Will you give every entry again exactly as it stands?

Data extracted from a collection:

____

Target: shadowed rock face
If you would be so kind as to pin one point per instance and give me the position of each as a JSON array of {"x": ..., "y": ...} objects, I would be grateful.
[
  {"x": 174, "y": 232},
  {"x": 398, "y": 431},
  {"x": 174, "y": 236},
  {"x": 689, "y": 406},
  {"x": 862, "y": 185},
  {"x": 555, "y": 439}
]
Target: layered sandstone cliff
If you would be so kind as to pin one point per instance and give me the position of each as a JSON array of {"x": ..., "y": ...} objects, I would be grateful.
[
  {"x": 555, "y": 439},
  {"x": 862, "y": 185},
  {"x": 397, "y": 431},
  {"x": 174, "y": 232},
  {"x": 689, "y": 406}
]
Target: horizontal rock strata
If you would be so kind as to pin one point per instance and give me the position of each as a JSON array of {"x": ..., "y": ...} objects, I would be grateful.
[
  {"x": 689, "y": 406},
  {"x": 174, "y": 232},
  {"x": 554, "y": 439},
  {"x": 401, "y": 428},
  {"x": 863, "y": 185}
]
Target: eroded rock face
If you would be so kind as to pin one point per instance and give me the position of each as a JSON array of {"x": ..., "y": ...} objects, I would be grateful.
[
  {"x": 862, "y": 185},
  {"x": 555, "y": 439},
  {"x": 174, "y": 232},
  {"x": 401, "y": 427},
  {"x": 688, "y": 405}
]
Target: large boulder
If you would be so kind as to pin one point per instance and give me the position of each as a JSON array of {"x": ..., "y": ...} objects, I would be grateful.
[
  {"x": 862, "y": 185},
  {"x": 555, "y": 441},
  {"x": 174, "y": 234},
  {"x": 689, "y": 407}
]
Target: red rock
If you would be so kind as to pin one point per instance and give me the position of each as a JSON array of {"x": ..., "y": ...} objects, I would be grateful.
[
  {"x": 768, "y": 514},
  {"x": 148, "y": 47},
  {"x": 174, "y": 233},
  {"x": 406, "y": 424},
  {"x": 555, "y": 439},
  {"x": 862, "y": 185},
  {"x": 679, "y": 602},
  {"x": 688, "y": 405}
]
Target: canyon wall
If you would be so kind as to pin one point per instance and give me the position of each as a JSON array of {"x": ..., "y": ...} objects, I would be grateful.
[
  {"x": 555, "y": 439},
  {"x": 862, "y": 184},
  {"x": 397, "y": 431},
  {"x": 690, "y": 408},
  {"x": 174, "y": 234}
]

____

■ ANSWER TO THIS TASK:
Target: shadowed rock face
If you would be so kind as to pin one point per instance and give me the position of each as a JSON array of {"x": ..., "y": ...} objects, I would be grateful.
[
  {"x": 174, "y": 232},
  {"x": 398, "y": 431},
  {"x": 174, "y": 236},
  {"x": 689, "y": 406},
  {"x": 862, "y": 185},
  {"x": 555, "y": 439}
]
Target: layered sandstone cliff
If you would be so kind as to pin one point per instance and give me the position of each as a JSON array of {"x": ..., "y": ...} objects, I would be grateful.
[
  {"x": 555, "y": 439},
  {"x": 862, "y": 185},
  {"x": 397, "y": 431},
  {"x": 174, "y": 232},
  {"x": 689, "y": 406}
]
Target: horizontal rock strata
If you would be so kind as to pin one point per instance and give me the position of each as a JSON array of {"x": ..., "y": ...} objects, I would be grateful.
[
  {"x": 689, "y": 406},
  {"x": 174, "y": 232},
  {"x": 554, "y": 439},
  {"x": 401, "y": 428},
  {"x": 863, "y": 185}
]
Target: eroded rock face
If you would be so kind as to pin one point per instance and give me the position of each as a JSON array of {"x": ..., "y": ...} objects, I would be grateful.
[
  {"x": 862, "y": 185},
  {"x": 555, "y": 439},
  {"x": 174, "y": 232},
  {"x": 401, "y": 427},
  {"x": 688, "y": 405}
]
Target: large boulder
If you would be so kind as to pin one point per instance and give me the position of each as a JSON array of {"x": ..., "y": ...} objects, I would be grateful.
[
  {"x": 862, "y": 185},
  {"x": 555, "y": 441},
  {"x": 174, "y": 234},
  {"x": 689, "y": 407}
]
Target: red rock
If you would be so kind as to pin one point per instance and give me the position of each as a JSON array of {"x": ..., "y": ...} objects, I would be grateful.
[
  {"x": 768, "y": 514},
  {"x": 148, "y": 47},
  {"x": 174, "y": 233},
  {"x": 406, "y": 424},
  {"x": 555, "y": 439},
  {"x": 862, "y": 185},
  {"x": 679, "y": 602},
  {"x": 688, "y": 405}
]
Target: canyon wall
If you would be so kind as to pin one point per instance and give me the position of each as a JSON array of {"x": ..., "y": ...} objects, I would be grateful.
[
  {"x": 555, "y": 439},
  {"x": 862, "y": 184},
  {"x": 397, "y": 431},
  {"x": 690, "y": 408},
  {"x": 174, "y": 234}
]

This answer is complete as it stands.